» Text excerpt:
He was folding laundry while he sat beside me on the couch. Our daughter kicked her feet and bounced in her seat next to him.
“Maeve,” he said. “Doesn’t she make all of this…” he waved his hand at the scenes on the TV, “Doesn’t she give it some hope?”
And that’s when I looked at her, grinning and bouncing and drooling in her seat, and I thought, No. It just makes me sad that I have to take care of her and that the world is hopeless and I wish we never had her.
I didn’t say that out loud. But my silence must have conveyed all that was needed, because it was then that my husband held my hand and said that he thought I should talk to someone.
Of course at first I lashed out at him. No one likes to admit they are broken in any way. Physical problems garner support and sympathy. Mental illnesses, on the other hand, seem more like weaknesses and personality flaws. Once they are admitted to, there’s no turning back, I thought. I’ll be forever that person who couldn’t hold it together.
But the concern on his face was so earnest. “Don’t you want to feel better?”
I did very much want to feel better. I wanted to stop replaying terrible hypothetical scenarios in my head, to eat normally, care for my family, sleep without waking to check and see if the world had ended while my eyes were closed, and to look at my daughter the way my husband did and see her as the bright hope in all of this.
I agreed to talk to my midwife who immediately got me an appointment with a therapist who dealt in postpartum issues.
“It’s not postpartum depression,” I told the therapist on that first visit. I remember even folding my arms across my chest and shaking my head. “My daughter is six months old. Plus, I’m not depressed.”
The therapist calmly explained to me that the postpartum period covers more than just a few days or weeks after having a baby. It can be up to a year. And though it’s the most commonly used term, depression isn’t the only postpartum problem; postpartum anxiety is very real and can be debilitating.
She metaphorically and literally patted my hand throughout that hour and many other hours to come. She explained to me that my reactions were not normal, and were robbing me of a fulfilling life. She also explained that postpartum anxiety and depression are real, happen more often than most women admit, and best of all, are not only treatable, but curable.

» Task 1: Decide whether each statement agrees with the postpartum anxiety passage. Give yes or no for each, with the words from the passage that decide it. (a) The daughter was six months old at the narrator's first therapy visit. (b) The narrator told her husband aloud that she wished they had never had their daughter. (c) The midwife arranged an appointment with a therapist who dealt in postpartum issues.
» Task 2: Translate this sentence from the postpartum anxiety passage into Spanish: "No one likes to admit they are broken in any way."
» Task 3: Carry on the postpartum anxiety passage, beginning right after its final sentence.

» Input data:
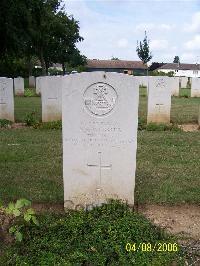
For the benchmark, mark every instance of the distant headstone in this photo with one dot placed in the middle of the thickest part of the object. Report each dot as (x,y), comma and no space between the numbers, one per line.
(38,88)
(184,81)
(159,100)
(195,87)
(51,94)
(100,116)
(6,99)
(31,82)
(19,86)
(144,81)
(175,85)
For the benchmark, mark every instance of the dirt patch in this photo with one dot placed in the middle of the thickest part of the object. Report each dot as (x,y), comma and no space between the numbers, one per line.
(189,127)
(181,220)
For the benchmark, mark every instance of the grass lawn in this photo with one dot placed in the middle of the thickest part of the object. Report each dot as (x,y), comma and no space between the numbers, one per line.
(168,166)
(27,105)
(183,110)
(108,235)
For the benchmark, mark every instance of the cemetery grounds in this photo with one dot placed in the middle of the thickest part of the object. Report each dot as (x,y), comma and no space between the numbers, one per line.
(167,175)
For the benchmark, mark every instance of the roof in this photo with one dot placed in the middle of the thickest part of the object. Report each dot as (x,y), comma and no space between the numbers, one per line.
(176,66)
(95,63)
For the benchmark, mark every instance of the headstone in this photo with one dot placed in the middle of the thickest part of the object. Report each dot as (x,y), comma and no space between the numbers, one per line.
(19,86)
(175,86)
(100,116)
(195,87)
(31,82)
(159,100)
(51,91)
(184,81)
(144,81)
(38,88)
(6,99)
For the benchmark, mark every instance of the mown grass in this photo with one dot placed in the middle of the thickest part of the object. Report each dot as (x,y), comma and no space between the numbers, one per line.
(183,109)
(27,105)
(167,166)
(96,237)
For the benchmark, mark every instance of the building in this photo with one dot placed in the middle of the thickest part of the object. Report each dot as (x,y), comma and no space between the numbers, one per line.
(120,66)
(181,70)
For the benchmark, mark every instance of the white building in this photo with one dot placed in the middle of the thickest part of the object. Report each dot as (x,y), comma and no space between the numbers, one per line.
(181,70)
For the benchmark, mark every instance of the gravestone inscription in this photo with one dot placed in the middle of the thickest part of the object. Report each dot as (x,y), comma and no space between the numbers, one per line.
(6,99)
(99,116)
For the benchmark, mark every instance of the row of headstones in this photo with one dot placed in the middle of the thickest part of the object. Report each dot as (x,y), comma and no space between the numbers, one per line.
(50,87)
(99,130)
(177,84)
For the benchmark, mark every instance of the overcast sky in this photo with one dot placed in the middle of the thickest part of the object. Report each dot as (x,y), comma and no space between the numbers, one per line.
(112,28)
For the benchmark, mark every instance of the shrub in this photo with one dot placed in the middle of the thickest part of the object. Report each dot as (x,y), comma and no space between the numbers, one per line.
(12,218)
(5,123)
(49,125)
(95,237)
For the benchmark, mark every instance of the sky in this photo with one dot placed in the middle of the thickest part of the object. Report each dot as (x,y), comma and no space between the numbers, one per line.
(111,28)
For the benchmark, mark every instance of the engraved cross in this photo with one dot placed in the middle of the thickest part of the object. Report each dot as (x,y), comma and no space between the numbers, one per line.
(100,166)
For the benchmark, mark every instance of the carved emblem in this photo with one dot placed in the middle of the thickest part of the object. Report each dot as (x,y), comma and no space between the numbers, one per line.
(100,98)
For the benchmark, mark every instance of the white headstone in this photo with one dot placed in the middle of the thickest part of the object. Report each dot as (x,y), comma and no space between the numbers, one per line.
(175,85)
(38,88)
(51,91)
(184,81)
(195,87)
(6,99)
(19,86)
(144,81)
(31,82)
(159,100)
(100,116)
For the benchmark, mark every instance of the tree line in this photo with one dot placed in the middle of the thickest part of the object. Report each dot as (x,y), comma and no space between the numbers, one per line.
(35,31)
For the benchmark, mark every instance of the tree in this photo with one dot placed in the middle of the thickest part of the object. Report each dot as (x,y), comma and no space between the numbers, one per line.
(37,28)
(114,58)
(176,59)
(143,51)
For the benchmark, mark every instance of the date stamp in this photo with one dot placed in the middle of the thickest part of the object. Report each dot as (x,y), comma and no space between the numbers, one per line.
(149,247)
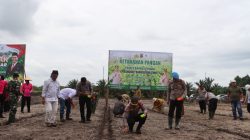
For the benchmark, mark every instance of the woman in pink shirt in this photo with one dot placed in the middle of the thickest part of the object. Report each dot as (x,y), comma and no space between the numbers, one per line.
(26,89)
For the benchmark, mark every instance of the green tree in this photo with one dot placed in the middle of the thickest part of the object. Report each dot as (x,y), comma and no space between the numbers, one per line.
(72,84)
(207,83)
(190,88)
(102,87)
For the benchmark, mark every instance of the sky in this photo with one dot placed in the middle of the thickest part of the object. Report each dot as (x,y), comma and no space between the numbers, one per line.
(207,38)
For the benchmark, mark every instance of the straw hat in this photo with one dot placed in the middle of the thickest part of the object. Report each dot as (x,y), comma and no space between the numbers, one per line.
(27,78)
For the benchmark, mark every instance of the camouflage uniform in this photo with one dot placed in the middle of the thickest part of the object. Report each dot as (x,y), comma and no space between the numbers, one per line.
(14,92)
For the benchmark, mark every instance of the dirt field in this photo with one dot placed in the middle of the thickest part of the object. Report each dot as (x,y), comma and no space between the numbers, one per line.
(194,126)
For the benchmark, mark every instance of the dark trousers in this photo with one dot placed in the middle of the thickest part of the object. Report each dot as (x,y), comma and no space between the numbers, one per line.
(248,107)
(24,100)
(132,119)
(203,107)
(175,105)
(6,107)
(82,101)
(1,104)
(63,104)
(212,105)
(236,105)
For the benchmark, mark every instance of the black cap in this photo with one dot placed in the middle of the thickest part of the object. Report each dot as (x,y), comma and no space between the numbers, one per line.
(134,99)
(83,79)
(14,54)
(15,74)
(55,72)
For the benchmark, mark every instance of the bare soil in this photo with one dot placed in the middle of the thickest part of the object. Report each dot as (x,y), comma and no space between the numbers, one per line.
(194,126)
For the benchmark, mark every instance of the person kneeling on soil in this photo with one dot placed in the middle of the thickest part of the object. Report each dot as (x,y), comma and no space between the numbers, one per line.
(65,97)
(132,114)
(14,92)
(212,105)
(247,99)
(177,93)
(118,107)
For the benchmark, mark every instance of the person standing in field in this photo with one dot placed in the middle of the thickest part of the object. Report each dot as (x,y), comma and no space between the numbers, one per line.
(116,76)
(26,90)
(164,80)
(51,90)
(177,93)
(201,91)
(247,99)
(234,95)
(138,92)
(65,98)
(212,104)
(3,88)
(14,92)
(83,90)
(135,112)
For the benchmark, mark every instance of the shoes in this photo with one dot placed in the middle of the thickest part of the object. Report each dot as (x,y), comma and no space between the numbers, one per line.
(53,124)
(82,121)
(69,119)
(138,132)
(62,120)
(88,120)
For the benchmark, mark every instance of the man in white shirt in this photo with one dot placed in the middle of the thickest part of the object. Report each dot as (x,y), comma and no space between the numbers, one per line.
(51,89)
(212,106)
(65,97)
(116,77)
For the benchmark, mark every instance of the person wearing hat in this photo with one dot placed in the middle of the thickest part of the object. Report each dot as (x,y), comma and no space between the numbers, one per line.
(50,92)
(177,92)
(14,66)
(247,99)
(26,90)
(135,112)
(84,91)
(65,98)
(234,95)
(3,86)
(201,91)
(14,92)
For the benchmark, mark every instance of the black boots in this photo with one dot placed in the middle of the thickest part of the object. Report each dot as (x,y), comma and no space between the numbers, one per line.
(170,123)
(177,123)
(211,115)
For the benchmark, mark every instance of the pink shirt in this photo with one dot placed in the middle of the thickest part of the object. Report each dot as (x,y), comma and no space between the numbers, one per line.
(3,84)
(26,89)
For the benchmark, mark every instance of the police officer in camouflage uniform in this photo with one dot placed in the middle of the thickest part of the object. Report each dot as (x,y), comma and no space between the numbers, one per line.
(14,92)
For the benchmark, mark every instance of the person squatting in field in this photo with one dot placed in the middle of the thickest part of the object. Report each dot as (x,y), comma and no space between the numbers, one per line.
(14,92)
(247,99)
(201,91)
(3,88)
(119,107)
(26,90)
(65,99)
(84,89)
(50,92)
(234,95)
(212,104)
(177,93)
(135,112)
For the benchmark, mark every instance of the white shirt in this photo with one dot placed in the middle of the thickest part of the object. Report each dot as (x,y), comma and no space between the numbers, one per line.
(67,93)
(210,95)
(115,77)
(51,90)
(247,93)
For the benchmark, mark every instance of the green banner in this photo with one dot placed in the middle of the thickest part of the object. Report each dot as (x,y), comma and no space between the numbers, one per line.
(149,70)
(12,60)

» Written reply 1:
(a) Yes: "My daughter is six months old."
(b) No: "I didn’t say that out loud."
(c) Yes: "I agreed to talk to my midwife who immediately got me an appointment with a therapist who dealt in postpartum issues."

» Written reply 2: A nadie le gusta admitir que está roto de algún modo.

» Written reply 3:
And it was true. I began a combination of talk and medication therapies. Slowly, the pall began to lift, and I began to see the crispness of the sky again. The TV faded into the back of my consciousness, and my daughter rose to the front again.
As the feelings faded – the constant pounding heart, aching neck, numb face, panic, and gnawing worry – and as I felt better, I began to become anxious that I would become anxious again. Sometimes I would smell the air in a certain way, hear a plane or see the Breaking! news bumper on TV, and I would feel around in my mind and body for those familiar reactions, like a tongue seeking out a bad tooth to check the level of tenderness.
When I felt for the reactions, I still found them, but they had changed somewhat. There was tenderness, yes, and pain, but it was different and reached outside of my own body to others. There was also concern, but concern that doesn’t want to just watch television, and instead wants to mobilize. There was also a sadness I hadn’t noticed before, and newfound feeling of connectedness to my countrymen.
And there was also Maeve, who did begin to look like a shining ray of light. It had been so impossible for so long to care for her, for anyone else, or even for myself because the anxiety consumed so much space and took so much effort to contain. I felt around for the tenderness and was not disappointed to find it. It was still painful, but it was pain that was not in charge of me anymore.
I smiled at my shining, grinning, drooling ray of light, who stood in her play yard and reached her arms out to me. I switched the TV off, swung her onto my hip, and walked out into the bright blue.